> **Written instruction**: Report every line of the items below that contains the word "target", copying each such line in full.

> **Data section**:
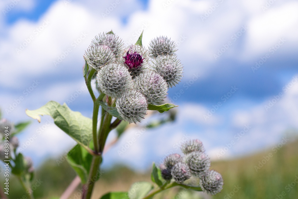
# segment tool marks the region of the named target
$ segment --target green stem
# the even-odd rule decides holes
[[[90,172],[88,177],[88,180],[84,186],[86,188],[83,194],[82,198],[83,199],[90,199],[92,194],[93,187],[95,181],[97,180],[99,176],[98,176],[98,171],[101,162],[101,156],[93,156],[91,163]]]
[[[110,125],[110,129],[112,130],[116,128],[120,124],[121,121],[122,120],[119,119],[119,118],[117,118]]]
[[[98,110],[100,104],[98,102],[103,100],[105,94],[101,93],[93,104],[93,116],[92,117],[92,134],[93,136],[94,150],[96,153],[98,152],[99,148],[97,141],[97,120],[98,117]]]
[[[149,199],[152,197],[153,197],[154,195],[155,194],[158,193],[160,192],[167,189],[170,189],[170,188],[172,188],[172,187],[174,187],[174,186],[181,186],[185,189],[192,189],[195,190],[196,191],[201,191],[202,189],[200,187],[195,187],[193,186],[188,186],[187,185],[185,185],[185,184],[178,184],[177,183],[174,182],[173,182],[170,184],[169,184],[168,185],[167,185],[166,184],[165,185],[167,185],[166,186],[163,186],[159,188],[159,189],[157,189],[155,191],[152,192],[149,195],[148,195],[146,197],[143,198],[142,199]]]
[[[88,79],[86,77],[85,78],[85,83],[86,83],[86,86],[87,86],[87,88],[88,89],[88,90],[89,91],[89,93],[90,93],[90,95],[91,96],[91,98],[92,98],[92,100],[93,100],[93,102],[95,102],[96,100],[96,98],[95,97],[95,95],[94,95],[94,93],[93,92],[93,90],[92,90],[92,87],[91,87],[91,80],[92,80],[92,77],[96,72],[96,70],[94,68],[92,68],[90,71],[90,72],[89,73]]]
[[[165,187],[164,187],[163,188],[160,187],[158,189],[153,191],[153,192],[152,192],[149,195],[148,195],[145,198],[143,198],[143,199],[149,199],[149,198],[153,197],[154,195],[158,193],[159,192],[161,192],[167,189],[170,189],[170,188],[172,188],[172,187],[175,186],[177,186],[177,183],[175,182],[173,182],[169,184],[167,186],[166,186]]]
[[[98,106],[99,108],[99,105],[97,102],[102,100],[105,95],[105,94],[104,93],[102,93],[100,95],[94,103],[94,107],[96,105],[98,104]],[[93,122],[92,133],[93,133],[93,141],[94,141],[94,140],[95,140],[97,142],[96,144],[94,144],[94,147],[95,146],[97,146],[97,138],[96,137],[94,138],[94,135],[95,135],[96,136],[98,109],[98,108],[97,108],[97,109],[95,110],[95,111],[96,111],[97,110],[97,113],[96,113],[94,112],[94,109],[93,117],[92,118]],[[105,114],[106,115],[110,115],[107,112],[106,112]],[[111,122],[110,121],[110,122]],[[94,124],[95,123],[96,124],[96,125],[94,125]],[[100,127],[100,128],[99,130],[100,132],[103,131],[104,129],[108,129],[110,127],[110,123],[109,123],[108,125],[105,123],[104,120],[102,118],[102,119],[101,121]],[[94,132],[95,132],[95,133]],[[99,143],[100,143],[100,142]],[[100,169],[100,163],[101,162],[102,160],[102,157],[101,155],[100,155],[97,156],[93,156],[92,159],[92,162],[91,163],[91,167],[90,168],[89,175],[88,177],[88,180],[85,185],[86,186],[85,187],[86,188],[85,190],[82,198],[83,199],[90,199],[91,198],[92,194],[92,191],[93,190],[93,187],[94,186],[94,183],[99,177],[99,176],[98,176],[97,175],[98,174],[98,171]]]
[[[100,129],[98,134],[98,142],[99,143],[99,152],[102,153],[105,144],[105,140],[111,130],[110,128],[111,120],[113,116],[107,112],[105,112],[104,118],[103,119],[103,126],[104,128],[101,128]]]
[[[18,176],[18,179],[20,181],[20,182],[21,183],[21,184],[22,185],[22,186],[23,187],[23,189],[25,190],[25,191],[26,192],[26,194],[27,195],[28,198],[30,199],[34,199],[34,198],[32,194],[32,190],[30,190],[29,188],[26,186],[26,185],[25,184],[24,181],[22,180],[21,176]],[[29,190],[29,193],[28,193],[28,192],[27,191],[28,190]]]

> **Output for this task**:
# segment tool marks the region of the named target
$ segment --target green stem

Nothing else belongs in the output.